WHAT IS EXPECTED
Please retype all of the entries that follow, leaving the images out.

STORED DATA

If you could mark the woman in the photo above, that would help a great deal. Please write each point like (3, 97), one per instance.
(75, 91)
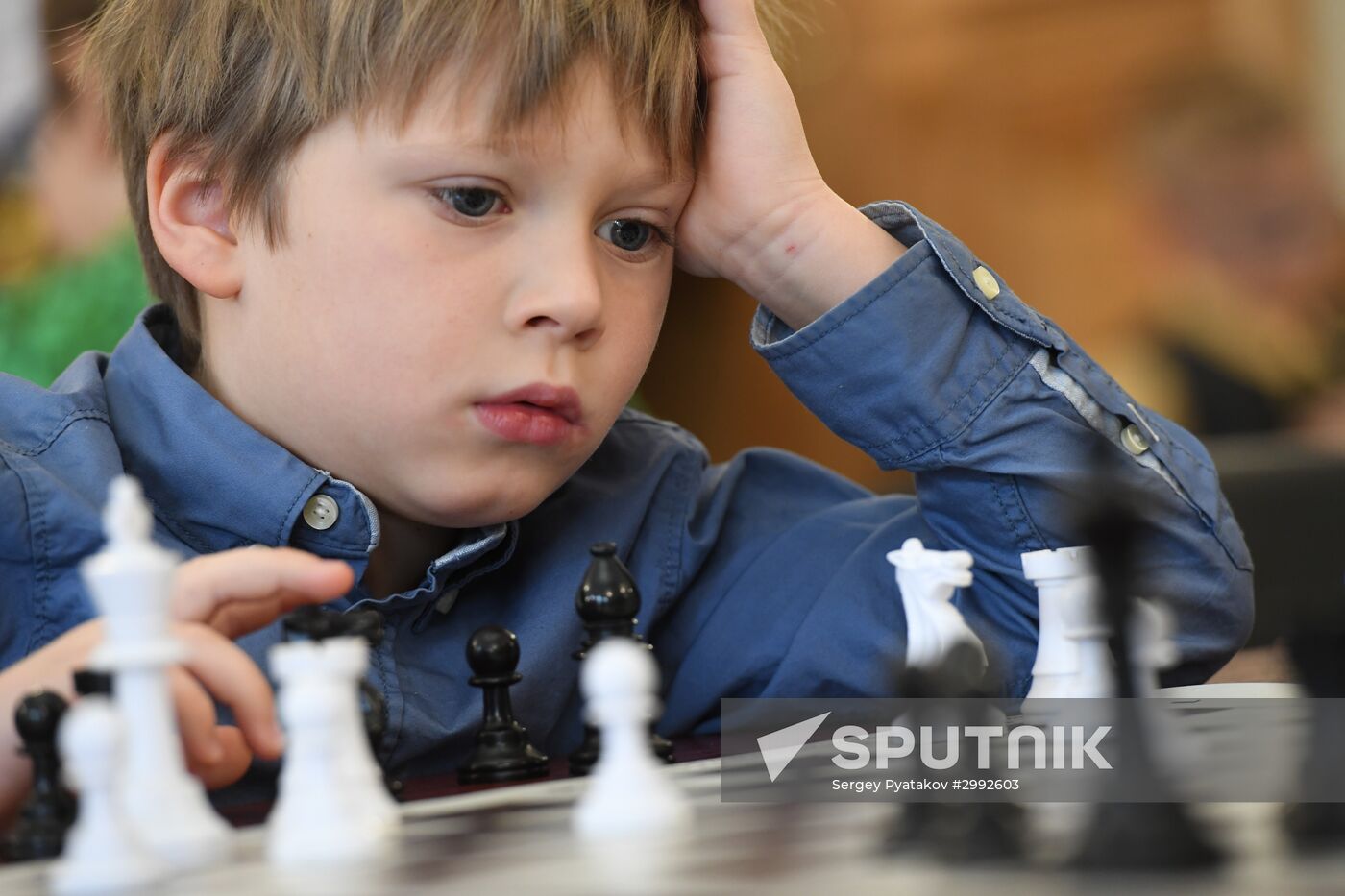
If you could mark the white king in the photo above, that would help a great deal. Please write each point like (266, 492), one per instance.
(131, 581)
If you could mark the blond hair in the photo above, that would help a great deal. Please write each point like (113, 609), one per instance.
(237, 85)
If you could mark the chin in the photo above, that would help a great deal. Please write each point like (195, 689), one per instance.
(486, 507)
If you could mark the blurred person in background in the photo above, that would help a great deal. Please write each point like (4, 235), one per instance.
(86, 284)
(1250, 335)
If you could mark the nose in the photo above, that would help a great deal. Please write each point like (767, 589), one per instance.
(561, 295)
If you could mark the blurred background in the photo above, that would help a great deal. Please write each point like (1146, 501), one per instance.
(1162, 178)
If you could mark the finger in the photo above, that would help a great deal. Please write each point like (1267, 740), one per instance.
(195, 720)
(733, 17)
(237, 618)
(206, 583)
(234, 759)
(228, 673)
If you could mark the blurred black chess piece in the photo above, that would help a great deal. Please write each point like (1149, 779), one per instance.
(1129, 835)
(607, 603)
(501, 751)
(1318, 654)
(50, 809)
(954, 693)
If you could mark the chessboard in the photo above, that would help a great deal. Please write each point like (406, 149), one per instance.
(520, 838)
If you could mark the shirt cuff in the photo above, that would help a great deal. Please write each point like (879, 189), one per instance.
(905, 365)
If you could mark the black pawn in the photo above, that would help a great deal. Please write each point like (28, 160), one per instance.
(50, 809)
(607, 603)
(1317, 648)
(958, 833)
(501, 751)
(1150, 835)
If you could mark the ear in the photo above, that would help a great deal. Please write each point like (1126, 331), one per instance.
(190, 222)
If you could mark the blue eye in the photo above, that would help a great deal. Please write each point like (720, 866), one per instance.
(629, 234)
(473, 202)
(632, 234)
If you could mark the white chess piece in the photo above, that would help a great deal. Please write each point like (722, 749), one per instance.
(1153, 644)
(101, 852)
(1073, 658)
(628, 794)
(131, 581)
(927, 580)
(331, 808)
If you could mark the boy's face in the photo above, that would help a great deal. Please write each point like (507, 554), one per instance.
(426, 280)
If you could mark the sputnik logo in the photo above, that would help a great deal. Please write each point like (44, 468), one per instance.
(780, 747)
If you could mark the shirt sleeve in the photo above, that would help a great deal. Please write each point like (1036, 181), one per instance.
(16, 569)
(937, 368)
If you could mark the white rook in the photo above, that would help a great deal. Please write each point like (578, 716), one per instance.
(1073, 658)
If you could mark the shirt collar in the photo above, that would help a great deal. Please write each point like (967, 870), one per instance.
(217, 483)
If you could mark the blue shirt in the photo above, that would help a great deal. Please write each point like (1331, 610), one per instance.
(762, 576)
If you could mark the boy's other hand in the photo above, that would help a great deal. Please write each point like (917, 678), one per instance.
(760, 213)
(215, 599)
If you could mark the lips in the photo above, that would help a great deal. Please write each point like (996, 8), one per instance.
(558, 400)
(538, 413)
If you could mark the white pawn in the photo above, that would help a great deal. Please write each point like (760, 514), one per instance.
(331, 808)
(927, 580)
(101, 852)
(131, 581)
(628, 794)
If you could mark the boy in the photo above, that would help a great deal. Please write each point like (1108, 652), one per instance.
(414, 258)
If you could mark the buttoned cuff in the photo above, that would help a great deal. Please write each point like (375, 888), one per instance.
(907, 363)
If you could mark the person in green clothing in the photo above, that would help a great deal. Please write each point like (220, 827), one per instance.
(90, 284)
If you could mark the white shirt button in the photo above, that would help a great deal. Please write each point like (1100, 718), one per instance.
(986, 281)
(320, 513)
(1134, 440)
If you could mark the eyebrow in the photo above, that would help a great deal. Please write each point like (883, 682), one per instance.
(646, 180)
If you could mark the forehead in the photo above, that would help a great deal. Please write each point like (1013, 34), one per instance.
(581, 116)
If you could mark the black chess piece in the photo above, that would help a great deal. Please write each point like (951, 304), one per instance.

FINISHED EXERCISE
If you could mark the woman in the photo above, that would help a great deal. Please write each point like (3, 97), one per instance.
(75, 91)
If you could mark the white king in the photo above, that would help a great deal. Please write each point like (266, 492), one per instance.
(131, 581)
If you could mark the blond hair in the photo above, that would help a great deal. Please write each point like (113, 609), one per instance.
(237, 85)
If you could mark the chin in the photo above, that would help a great deal. Please write each point like (195, 689), one per instance.
(486, 507)
If you could mark the blurred person in background in the photo above, that would help a great deal. Please write each point like (4, 235), one per instance.
(86, 284)
(1250, 335)
If you could mark the nose in the photo above, that would help a great deal. Please write each point like (767, 589), one per instance.
(561, 295)
If you could mark the blurred background in the photo above, that would help a great deal. Please write each point like (1146, 501), one per instance.
(1162, 178)
If you could mark the finger in the photo above, that would help a great deal. Please write each point like (1267, 740), one per instance.
(195, 720)
(733, 17)
(237, 618)
(206, 583)
(234, 759)
(228, 673)
If you could mark the blurred black chess piece in the photo above, that would help a great deal. Please write each point like (1149, 779), one per instance.
(1129, 835)
(607, 603)
(501, 751)
(1318, 654)
(50, 809)
(954, 693)
If you could mark the chessboard in the photo above, that would help a great deal. Please write each point like (406, 149), one per instance.
(520, 838)
If you could mark the shirt cuff in the photo above, that would help a great deal. Please write each point like (879, 189), one per instance.
(905, 365)
If you could mark the black pawn in the photo above, that would help a great deal. Please write each point like (28, 160), one per instance.
(50, 809)
(607, 603)
(1317, 648)
(958, 833)
(501, 751)
(1150, 835)
If you could mark the ear in the photo above, that would help a great deal. Please write each point like (1126, 331), one per instance.
(190, 222)
If you could mark the blue eye in the photo above, that would help a great deal. Please write each point like (720, 866), one per instance.
(629, 234)
(473, 202)
(632, 234)
If you could mark the white chess piece in the photo above, that would help a great deal. Please write each point like (722, 749), one per instance.
(1153, 644)
(101, 852)
(1073, 658)
(628, 794)
(131, 581)
(927, 580)
(331, 808)
If you could mark the boy's face in the photo above, that would help a great deal. Please write each point like (507, 554), one per instance.
(426, 280)
If you could mark the sputnik logo in the photo above, that would help a great deal. Please write each point like (44, 468), one per instance.
(780, 747)
If you could mark the shirt sleeve in the photo above, that would help a great deal. Please write each point like (1036, 181), one per instance.
(16, 569)
(937, 368)
If you could mark the white rook in the photo above, that would help a great deal. Please write each point like (578, 716), one per instance.
(1073, 658)
If you could mark the shirt collar in the photo above, that would help a great deal. Please write each point like (967, 870), one per instance.
(217, 483)
If you could mark the blue shirt in the photo above, that would help a great deal. Please write each point like (1331, 610), one per instance.
(762, 576)
If you could mark the boy's other hand in the photo above, that would help a great deal. Please write each point like (917, 678), one per instance.
(760, 213)
(215, 599)
If you could mark the lips in the photo above, that would help a great deal. Please write each point like (996, 8), one per instance.
(558, 400)
(538, 413)
If you could mark the white pawn in the photo above, that would help a great deal. Please write each point like (760, 514), one per instance.
(331, 808)
(927, 580)
(101, 852)
(131, 581)
(628, 794)
If you could mark the boy in the photo above, that would help a great deal. Please write each point like (1108, 652), one per instance.
(414, 258)
If you could mark the buttoned cuff in the photo above, that would help a great deal. Please write each point like (375, 888), one per instance.
(907, 363)
If you could mark the person in green clothing in the photo above, that would help a great deal. Please write each point like (220, 827), one per instance.
(90, 284)
If you could mark the white shirt button in the photo above, that would help a great deal. Please write each point like (1100, 718), one per instance.
(986, 281)
(320, 513)
(1134, 440)
If you could mark the eyebrow in the photo above, that would help a great deal. Please write each point like (883, 682), one per instance.
(646, 180)
If you could mark the forehead in the photo above, that would help a great deal. Please write each point like (1013, 34), one per instance.
(581, 116)
If you could mark the black chess piece in the photo above, that would help a great deal. Please write each point like (951, 304), one per instance.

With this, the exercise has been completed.